* begin DATASET CONTENT *

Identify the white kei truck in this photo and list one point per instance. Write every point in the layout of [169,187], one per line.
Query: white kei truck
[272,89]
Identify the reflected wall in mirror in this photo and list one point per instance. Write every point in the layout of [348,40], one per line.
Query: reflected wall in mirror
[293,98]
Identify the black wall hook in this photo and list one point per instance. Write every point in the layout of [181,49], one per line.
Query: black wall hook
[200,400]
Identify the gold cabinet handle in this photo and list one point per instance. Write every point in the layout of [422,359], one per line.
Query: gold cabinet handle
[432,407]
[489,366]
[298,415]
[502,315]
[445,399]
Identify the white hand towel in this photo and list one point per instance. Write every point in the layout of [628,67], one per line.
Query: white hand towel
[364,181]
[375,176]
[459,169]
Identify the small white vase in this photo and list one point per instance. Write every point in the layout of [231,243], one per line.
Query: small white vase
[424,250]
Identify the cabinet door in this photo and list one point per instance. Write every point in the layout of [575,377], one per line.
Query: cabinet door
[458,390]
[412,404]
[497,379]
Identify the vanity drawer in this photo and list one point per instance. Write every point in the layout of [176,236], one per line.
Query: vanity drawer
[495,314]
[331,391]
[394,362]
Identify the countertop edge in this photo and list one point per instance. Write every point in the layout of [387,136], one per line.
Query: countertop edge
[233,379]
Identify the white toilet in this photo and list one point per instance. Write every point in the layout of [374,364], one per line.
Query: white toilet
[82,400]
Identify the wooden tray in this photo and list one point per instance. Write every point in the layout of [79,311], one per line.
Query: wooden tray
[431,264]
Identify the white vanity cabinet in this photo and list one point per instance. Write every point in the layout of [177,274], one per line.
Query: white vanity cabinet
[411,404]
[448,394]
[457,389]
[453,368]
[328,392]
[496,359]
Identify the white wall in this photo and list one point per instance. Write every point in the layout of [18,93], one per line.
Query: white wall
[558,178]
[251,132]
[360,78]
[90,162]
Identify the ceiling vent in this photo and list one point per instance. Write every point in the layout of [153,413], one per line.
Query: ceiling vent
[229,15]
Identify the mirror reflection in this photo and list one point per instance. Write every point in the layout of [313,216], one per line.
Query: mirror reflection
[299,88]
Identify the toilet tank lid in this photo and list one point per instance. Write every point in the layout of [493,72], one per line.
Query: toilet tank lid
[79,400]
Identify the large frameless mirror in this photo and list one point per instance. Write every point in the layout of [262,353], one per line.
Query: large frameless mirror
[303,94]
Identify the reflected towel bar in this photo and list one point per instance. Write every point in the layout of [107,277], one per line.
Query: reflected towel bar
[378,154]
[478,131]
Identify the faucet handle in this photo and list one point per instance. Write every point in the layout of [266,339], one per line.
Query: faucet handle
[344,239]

* end DATASET CONTENT *

The listing above must be transcribed exactly, line by line.

Identify the white kei truck in this photo and list one point per instance. Write every point in the layout of [169,187], one per line.
Query: white kei truck
[272,89]
Identify the reflected wall in mirror in this photo and list one point per instance. Write every point in the layout of [348,40], one per line.
Query: reflected wall in mirror
[293,98]
Identify the black wall hook in this photo and list one point per instance. Write every point in the layout of [181,49], one per line.
Query: black wall hook
[200,400]
Identify the gold cabinet handle in this photo and list one point per instance. Write every point in the layout of [422,359], one per line.
Query: gold cabinet handle
[432,407]
[489,366]
[298,415]
[502,315]
[445,399]
Identify the white hand towel in this photo and list one point per instance. Write every point in the layout of [628,67], one per line.
Query: white hand towel
[364,181]
[375,176]
[459,169]
Identify the small white vase in this photo and list one point per instance. Write every point in the layout of [231,243], one per line.
Query: small white vase
[424,250]
Identify the cabinet door in this photo and list one point per instance. Write every point in the layout of [575,377], one per line.
Query: cabinet door
[458,390]
[412,404]
[497,379]
Identify the vanity drawer in this photo and list one point per instance. Write every point in the layout of [176,236], one per line.
Query: vanity drawer
[495,314]
[331,391]
[394,362]
Identify the countertop edge in this photo and list one point per instance. Write every point in the layout of [387,136], one per line.
Query: countertop edge
[233,379]
Identify the white toilet in this photo and list one point per instance. Write every point in the layout of [374,364], one per line.
Query: white toilet
[82,400]
Identify the wooden tray in this photo and list one point per instance. Write every point in the layout of [79,311], one per line.
Query: wooden tray
[431,264]
Identify the white vanity cabinet in this photo and list one point per instance. Write every point in the layout of [177,274], one per line.
Query: white vanity cabinet
[411,404]
[448,394]
[457,389]
[453,368]
[328,392]
[496,359]
Identify the white wall in this photo and list one point per instance. Write every point in the layout of [18,93], one per line.
Query: white wall
[558,178]
[251,132]
[360,78]
[90,162]
Identify the ceiling vent in this photo and list one point per instance. Write every point in the layout of [153,413], one per line.
Query: ceiling vent
[229,15]
Identify the mirror reflection in this photo and list one point per instance. Write every point in the layout of [313,216], one per line.
Query: mirror reflection
[299,88]
Identify the toilet tank lid in this photo and list one point per instance. Write every point in the layout of [493,72], one per line.
Query: toilet tank lid
[79,400]
Identify the large frameless mirror in this photo and list one point per instance. Write every point in the layout of [262,353], one per line.
Query: large frameless mirror
[303,94]
Identify the reflected towel bar in this photo and list one point per instance. Write every point in the layout of [107,277], one per line.
Query: reflected towel bar
[378,154]
[478,131]
Identify the faucet handle in this photo and list one point per instance. Write every point in the layout of [266,339], one per line.
Query: faucet handle
[344,239]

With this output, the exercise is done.